TEXT PROVIDED:
You visit a dealer, see a shiny, new, featured laden RV that “stickers” (MSRP) for $60,000. Without a trade, the dealer may offer you that 60,000. trailer for 51,000. as a purchase price (perhaps even better.)

BUT… with your trade, he “shows you” 23,000. for the trade – but he does it against the $60,000. price, and asks you for a difference of 60,000 – 23,000 = 37,000. to get the new trailer.

BUT remember, you still owe 33,000. on your original loan (remember – you did a $0. down loan!), so now, your new loan will be for the 37,000 difference noted above and the 33,000 you currently owe, or in other words, you’ll be carrying a loan for $70,000. which can’t work because the new trailer retails for… $60,000. so thats the most you will get a loan for. To get the trailer for a 60,000. loan, you’ll have to come up with 10,000 cash! THIS is why when you trade with a high balance due (and a low NADA book value), you HAVE to step up to a MUCH more expensive trailer! And… you end up carrying a BIG “note” on that new trailer.

You’d better be happy with that new trailer for SEVERAL years to come as you pay down your new loan!!

*Note: If you take 23,000 (retail for your trade) and subtract 14,000 (real or wholesale value for your trailer), this yields $9,000. If you think that is the profit the dealer will make on your trade, think again! The dealer has costs – in addition to basic overhead and salaries/commissions, your trade (by law) must be (at a minimum) “safety checked” and many dealers will execute additional repairs before selling it to the next buyer. Further, the longer your tradein sits on the dealers lot (sometimes YEARS), it is continually depreciating. So, while some trades result in good profit for a dealer, others see the profit fade away as potential buyers (for whatever reason) fail to purchase it. This is the risk the dealer takes and a good part of the reason he won’t offer you anywhere near the 23,000. that NADA shows as the “average retail” value for your 2 year old trailer.

Ok, when it comes to trading in your older RV, three quick thoughts…

  1. If you do want to get rid of a “recent purchase” (lets say up to 3 years old), you’re likely to be better off selling it yourself than trading it – you’ll get closer to the NADA average retail value. To advertise your trailer, you will find several free resources to advertise it including Facebook classified groups for your area and classified groups for those who like a particular type of RV (5th wheels, Class B Motorhomes…) Additionally, Craigslist offers free advertising (be careful of scams – read their advice on their own site.) Lastly, RV Trader (.com) and “RVT” are both worth considering, RVT is free, but RV Trader will charge you about $60 for 12 weeks.

(Coordinate annotation records)

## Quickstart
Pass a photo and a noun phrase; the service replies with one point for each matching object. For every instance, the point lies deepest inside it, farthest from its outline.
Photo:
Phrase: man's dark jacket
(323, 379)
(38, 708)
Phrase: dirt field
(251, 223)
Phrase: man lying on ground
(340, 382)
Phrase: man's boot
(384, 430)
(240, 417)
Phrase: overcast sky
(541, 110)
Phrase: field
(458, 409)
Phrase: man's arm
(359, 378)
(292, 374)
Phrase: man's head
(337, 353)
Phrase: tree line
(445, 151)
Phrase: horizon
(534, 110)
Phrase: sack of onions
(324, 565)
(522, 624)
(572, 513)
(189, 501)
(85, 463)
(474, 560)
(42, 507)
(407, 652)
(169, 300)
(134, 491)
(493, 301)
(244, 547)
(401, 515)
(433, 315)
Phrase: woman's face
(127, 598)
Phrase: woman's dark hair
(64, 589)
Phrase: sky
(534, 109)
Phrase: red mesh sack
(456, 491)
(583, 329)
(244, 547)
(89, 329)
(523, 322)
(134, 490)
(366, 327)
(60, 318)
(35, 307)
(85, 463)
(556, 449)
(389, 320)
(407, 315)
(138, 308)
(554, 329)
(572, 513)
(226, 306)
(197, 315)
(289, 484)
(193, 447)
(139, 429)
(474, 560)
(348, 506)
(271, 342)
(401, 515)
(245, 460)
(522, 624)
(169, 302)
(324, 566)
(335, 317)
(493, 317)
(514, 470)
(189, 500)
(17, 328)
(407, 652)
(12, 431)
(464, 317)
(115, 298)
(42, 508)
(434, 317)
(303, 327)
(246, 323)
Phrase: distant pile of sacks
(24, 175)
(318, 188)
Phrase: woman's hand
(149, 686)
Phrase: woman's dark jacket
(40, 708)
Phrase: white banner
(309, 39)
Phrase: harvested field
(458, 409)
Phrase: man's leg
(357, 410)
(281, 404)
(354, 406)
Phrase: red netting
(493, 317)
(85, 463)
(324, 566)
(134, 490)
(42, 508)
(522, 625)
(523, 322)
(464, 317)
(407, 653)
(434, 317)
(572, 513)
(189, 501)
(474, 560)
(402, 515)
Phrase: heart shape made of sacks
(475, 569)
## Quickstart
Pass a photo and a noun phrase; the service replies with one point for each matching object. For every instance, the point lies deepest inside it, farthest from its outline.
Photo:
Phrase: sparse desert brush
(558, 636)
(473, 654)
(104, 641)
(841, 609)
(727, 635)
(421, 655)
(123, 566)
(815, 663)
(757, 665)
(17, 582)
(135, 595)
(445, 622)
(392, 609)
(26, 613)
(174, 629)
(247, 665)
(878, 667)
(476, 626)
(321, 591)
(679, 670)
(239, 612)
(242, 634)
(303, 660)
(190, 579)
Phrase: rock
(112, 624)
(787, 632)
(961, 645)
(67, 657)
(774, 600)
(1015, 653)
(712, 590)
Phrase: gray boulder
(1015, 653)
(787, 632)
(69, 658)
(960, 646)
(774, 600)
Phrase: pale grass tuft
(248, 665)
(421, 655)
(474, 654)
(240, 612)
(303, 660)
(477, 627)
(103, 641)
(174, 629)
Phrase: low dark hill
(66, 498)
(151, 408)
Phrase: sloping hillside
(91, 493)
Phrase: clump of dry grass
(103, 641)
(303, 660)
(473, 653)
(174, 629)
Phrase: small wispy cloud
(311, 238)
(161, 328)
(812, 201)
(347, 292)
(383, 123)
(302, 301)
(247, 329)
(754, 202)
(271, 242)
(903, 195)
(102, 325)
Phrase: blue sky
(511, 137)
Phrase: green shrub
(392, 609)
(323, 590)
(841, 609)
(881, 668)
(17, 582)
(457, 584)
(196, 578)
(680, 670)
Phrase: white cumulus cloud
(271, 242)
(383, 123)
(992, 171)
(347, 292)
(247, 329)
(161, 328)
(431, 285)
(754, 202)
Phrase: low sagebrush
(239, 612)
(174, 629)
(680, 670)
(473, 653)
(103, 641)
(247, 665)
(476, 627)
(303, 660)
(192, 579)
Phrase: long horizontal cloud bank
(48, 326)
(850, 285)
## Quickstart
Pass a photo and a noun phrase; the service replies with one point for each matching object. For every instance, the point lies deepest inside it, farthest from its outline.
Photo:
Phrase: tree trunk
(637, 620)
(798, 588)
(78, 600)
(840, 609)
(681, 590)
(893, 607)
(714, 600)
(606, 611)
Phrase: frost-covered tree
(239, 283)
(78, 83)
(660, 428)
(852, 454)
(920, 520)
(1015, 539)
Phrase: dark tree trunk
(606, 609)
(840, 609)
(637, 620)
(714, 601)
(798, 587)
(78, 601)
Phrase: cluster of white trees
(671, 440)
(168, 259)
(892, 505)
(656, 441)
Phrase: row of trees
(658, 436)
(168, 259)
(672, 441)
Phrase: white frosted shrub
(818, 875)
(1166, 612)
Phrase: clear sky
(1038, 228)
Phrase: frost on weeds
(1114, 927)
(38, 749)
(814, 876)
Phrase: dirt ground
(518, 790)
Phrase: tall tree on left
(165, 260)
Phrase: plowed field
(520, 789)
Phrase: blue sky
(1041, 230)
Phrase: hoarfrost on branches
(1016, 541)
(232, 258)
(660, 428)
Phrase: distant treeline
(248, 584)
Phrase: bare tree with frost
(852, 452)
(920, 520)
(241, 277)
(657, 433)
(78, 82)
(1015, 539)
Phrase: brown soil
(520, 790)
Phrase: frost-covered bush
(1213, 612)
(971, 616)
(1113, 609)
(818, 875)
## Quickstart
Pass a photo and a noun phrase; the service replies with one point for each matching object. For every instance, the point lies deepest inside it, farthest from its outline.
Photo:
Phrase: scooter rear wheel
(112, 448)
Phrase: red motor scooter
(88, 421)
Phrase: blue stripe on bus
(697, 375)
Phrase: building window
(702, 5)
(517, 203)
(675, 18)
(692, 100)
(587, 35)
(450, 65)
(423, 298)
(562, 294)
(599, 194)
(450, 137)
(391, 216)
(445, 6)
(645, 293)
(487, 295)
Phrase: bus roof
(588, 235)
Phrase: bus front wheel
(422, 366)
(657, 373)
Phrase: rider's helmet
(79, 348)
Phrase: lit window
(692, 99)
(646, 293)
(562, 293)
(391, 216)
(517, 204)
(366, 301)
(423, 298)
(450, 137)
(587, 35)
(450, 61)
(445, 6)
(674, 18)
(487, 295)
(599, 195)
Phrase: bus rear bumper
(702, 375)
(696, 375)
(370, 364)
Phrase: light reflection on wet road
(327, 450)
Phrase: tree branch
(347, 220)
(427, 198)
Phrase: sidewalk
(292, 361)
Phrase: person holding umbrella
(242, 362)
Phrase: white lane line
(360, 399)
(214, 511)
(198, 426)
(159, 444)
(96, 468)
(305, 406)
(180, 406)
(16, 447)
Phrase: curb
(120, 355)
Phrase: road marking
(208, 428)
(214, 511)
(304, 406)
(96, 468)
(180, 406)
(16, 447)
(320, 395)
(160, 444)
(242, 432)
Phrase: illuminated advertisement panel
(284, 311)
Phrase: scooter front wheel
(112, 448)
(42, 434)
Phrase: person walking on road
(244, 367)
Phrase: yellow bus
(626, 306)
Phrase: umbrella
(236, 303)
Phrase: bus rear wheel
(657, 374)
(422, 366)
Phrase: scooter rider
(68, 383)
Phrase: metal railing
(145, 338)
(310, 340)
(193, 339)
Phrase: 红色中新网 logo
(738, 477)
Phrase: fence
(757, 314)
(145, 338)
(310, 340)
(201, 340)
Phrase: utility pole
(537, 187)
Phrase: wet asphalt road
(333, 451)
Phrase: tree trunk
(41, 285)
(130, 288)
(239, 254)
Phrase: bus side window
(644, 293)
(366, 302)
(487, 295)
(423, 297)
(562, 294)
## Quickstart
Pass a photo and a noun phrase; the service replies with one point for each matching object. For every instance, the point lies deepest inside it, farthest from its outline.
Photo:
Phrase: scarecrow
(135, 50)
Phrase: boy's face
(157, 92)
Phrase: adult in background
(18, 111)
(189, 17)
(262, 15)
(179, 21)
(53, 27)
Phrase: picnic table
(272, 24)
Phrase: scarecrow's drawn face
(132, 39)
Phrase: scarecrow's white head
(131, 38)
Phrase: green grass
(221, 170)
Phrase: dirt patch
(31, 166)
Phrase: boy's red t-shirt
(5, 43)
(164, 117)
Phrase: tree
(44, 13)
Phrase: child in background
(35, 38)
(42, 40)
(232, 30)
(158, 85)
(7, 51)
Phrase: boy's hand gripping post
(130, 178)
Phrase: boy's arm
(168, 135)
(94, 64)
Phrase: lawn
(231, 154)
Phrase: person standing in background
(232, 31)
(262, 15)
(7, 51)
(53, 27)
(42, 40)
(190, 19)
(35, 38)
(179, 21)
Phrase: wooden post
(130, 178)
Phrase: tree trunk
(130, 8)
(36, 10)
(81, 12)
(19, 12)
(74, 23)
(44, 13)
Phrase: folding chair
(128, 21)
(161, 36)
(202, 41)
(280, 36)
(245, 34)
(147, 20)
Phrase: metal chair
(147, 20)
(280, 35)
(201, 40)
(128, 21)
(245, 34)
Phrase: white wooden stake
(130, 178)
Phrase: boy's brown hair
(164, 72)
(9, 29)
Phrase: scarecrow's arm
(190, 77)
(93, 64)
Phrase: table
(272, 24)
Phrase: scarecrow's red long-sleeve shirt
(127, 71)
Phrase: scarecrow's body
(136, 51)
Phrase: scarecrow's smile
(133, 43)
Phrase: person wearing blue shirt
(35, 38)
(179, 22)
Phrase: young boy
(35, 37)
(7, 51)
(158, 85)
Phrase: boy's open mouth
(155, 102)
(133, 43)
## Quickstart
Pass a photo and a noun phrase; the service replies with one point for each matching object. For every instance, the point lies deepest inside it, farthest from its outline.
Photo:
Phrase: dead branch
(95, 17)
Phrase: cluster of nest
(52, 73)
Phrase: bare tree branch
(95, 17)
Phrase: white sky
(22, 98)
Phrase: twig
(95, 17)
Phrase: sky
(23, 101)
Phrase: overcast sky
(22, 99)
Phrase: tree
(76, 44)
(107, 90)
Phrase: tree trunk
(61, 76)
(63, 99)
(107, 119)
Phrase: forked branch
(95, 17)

WRITTEN INSTRUCTION: Pick up the text on trading in an RV after its final sentence and continue writing it.

EXPECTED OUTPUT:
  2. If you are can live with your RV longer, by years 4 or 5, you’ll be in better shape with your loan as you’ll have paid down more of the principle AND the depreciation rate slows after year 3. As such you will be in a far better negotiating position with the dealer that has the new RV of your dreams! If you bought it then… its probably safe to trade your RV in now – except for the fact that the dealer wants to obtain your trade at the BOTTOM dollar he will pay for it.
  3. Want a “guide by your side?” I am now offering a Concierge Buying and Selling Service. Simply put… you’ll save time, money AND aggravation.

    Simpy put, I will help you get the most you can for your current trailer and then I will LISTEN to you to learn your wants and needs in a replacement (new/used) trailer. I will then recommend the BEST camper for your needs and then find it at the RIGHT price (again – new or used, WITHOUT the bias that a store salesman has to consider his on-site inventory.) My search for this camper for you can be anywhere in the USA and is not limited to any brand or manufacturer. Contact me HERE to learn more.

rv trading tips
Does your trade look like this?!

Does all of the above make sense? If not, ASK ME BELOW – or – post in my Facebook group and if you can identify where I lost you.

Hey, while you’re here, my earlier two posts on these lines can be found HERE: Summer 2017 Reflections and The REAL cost of a RV loan (and how to reduce it).

Lastly, as I write this, I’m about to “hit the road” to begin my journey west to Oregon and Idaho. I’m CERTAIN to have some stories for you – stay tuned. While you’re here, have a look at some of my other articles. RV Across America is broken down into 9 broad categories and from the home page, you can find these along with recent and popular articles. Enjoy – and please DO keep in touch. You can join our mailing list (look above or below) for a place to enter your first name & email address.

FYI, Links to related articles can be found below.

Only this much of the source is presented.